● **Records provided**:
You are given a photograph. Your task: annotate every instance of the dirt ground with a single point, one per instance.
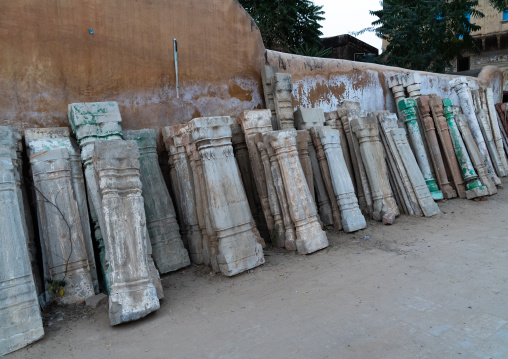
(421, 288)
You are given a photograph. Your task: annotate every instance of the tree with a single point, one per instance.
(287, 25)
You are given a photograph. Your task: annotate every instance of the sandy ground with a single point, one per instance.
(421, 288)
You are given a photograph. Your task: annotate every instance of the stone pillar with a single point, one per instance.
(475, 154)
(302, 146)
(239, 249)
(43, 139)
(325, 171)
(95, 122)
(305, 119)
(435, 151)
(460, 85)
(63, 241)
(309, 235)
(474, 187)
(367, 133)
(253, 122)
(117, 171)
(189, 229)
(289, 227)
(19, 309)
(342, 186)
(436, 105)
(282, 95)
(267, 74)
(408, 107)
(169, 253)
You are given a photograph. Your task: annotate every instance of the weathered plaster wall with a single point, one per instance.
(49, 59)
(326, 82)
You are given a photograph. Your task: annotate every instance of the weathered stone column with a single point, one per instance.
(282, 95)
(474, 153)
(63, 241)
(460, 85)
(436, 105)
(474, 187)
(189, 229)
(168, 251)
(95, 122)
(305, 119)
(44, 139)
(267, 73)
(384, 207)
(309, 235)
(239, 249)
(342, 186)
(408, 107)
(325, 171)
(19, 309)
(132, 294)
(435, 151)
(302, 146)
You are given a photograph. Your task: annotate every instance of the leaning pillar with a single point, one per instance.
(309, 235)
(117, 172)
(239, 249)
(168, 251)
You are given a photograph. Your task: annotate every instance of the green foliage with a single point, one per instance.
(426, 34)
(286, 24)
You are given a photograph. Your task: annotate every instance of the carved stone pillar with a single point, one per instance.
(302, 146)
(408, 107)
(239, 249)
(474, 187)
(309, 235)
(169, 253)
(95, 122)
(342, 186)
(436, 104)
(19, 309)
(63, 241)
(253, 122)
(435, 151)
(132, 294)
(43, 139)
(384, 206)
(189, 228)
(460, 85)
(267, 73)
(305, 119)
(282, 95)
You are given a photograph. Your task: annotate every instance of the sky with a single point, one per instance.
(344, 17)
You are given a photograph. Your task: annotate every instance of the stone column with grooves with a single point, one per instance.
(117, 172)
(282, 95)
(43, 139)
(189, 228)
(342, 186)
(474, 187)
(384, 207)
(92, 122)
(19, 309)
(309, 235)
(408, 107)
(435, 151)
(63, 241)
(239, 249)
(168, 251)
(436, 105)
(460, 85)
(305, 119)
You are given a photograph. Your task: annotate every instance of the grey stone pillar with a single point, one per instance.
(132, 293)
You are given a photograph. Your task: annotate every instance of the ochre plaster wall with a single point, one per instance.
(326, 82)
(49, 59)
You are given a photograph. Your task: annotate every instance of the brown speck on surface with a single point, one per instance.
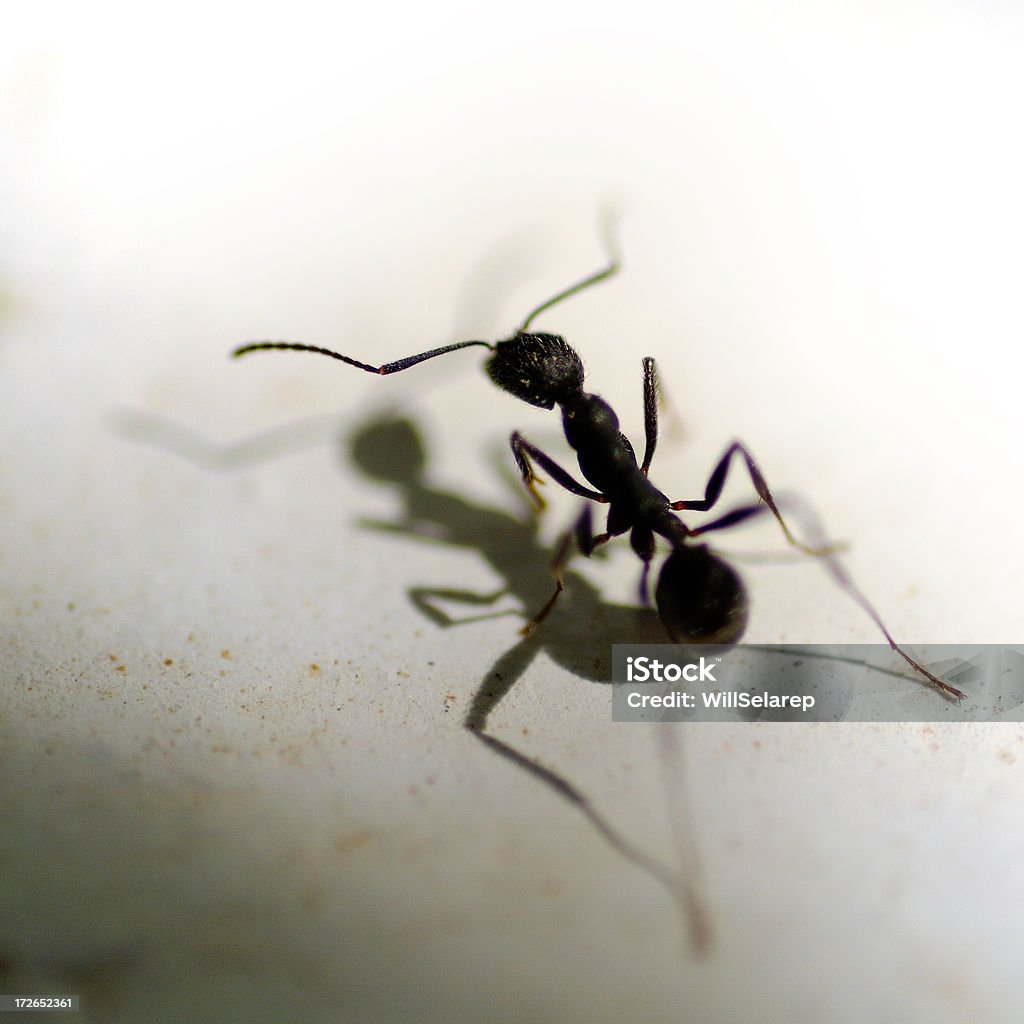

● **Work to be completed**: Print every record above exactly, with no pictures.

● **Output for this exercise**:
You are given a photograph. Your task: annotate every instance of the dirt ground with a single point, one per instance.
(421, 288)
You are given a photograph. Your task: annotate every instance of the tree with a single point, one per instance.
(287, 25)
You are given a photograph. Your task: annotate every instance of the sandy ground with a single point, one per instance.
(421, 288)
You are given a photograph. Your task: annotate every instance of the stone pillar with a single point, one per instance.
(475, 154)
(302, 146)
(239, 249)
(43, 139)
(325, 171)
(95, 122)
(305, 119)
(435, 151)
(460, 85)
(63, 241)
(309, 235)
(474, 187)
(367, 133)
(253, 122)
(117, 171)
(189, 229)
(289, 227)
(19, 309)
(342, 186)
(436, 105)
(282, 95)
(267, 74)
(408, 107)
(169, 253)
You are given a photograph. Your task: annotate every instance of the weathered plaster wall with a single point, one per instance.
(49, 59)
(326, 82)
You are given a photograph. Your task: annotate every instance of the weathered stone column with a single point, one per instance.
(282, 95)
(474, 153)
(63, 241)
(460, 85)
(436, 105)
(474, 187)
(189, 229)
(168, 251)
(95, 122)
(305, 119)
(44, 139)
(267, 73)
(384, 207)
(309, 235)
(239, 249)
(342, 186)
(408, 107)
(325, 171)
(19, 309)
(132, 294)
(435, 151)
(302, 146)
You are given a photograph. Your task: annotate every instance of the leaning pillar with a single point, one per instance.
(309, 235)
(117, 172)
(239, 249)
(168, 251)
You are given a photograph. Your task: annotate every instance of the green foliage with a single point, one per instance.
(426, 34)
(286, 24)
You are given a photograph. Your task: annotate every instance of the carved stone pillar with a single point, one per instance.
(302, 146)
(408, 107)
(239, 249)
(474, 187)
(309, 235)
(169, 253)
(95, 122)
(342, 186)
(436, 104)
(19, 309)
(63, 241)
(253, 122)
(435, 151)
(132, 294)
(43, 139)
(384, 206)
(189, 228)
(460, 85)
(267, 73)
(305, 119)
(282, 95)
You are given a photograph. Your task: annotate every instance of the sky with a single point, one per instance.
(344, 17)
You are given a photograph. Your task: annotate every instance of the stone column with grooves with a single point, one per instance.
(117, 172)
(282, 95)
(43, 139)
(189, 228)
(342, 186)
(474, 187)
(384, 207)
(92, 122)
(19, 309)
(309, 235)
(408, 107)
(435, 151)
(63, 241)
(239, 249)
(168, 251)
(436, 105)
(460, 85)
(305, 119)
You are given a photograph. Your task: annotate every instance of the grey stone pillar with a single point, one per instance.
(132, 293)
You are given a photograph. Your task: annotate every instance of the ochre plaster wall with a single point, one per instance.
(326, 82)
(49, 59)
You are given a photograph. Your task: annotate every instance of the brown speck on surface with a single point, one per instance.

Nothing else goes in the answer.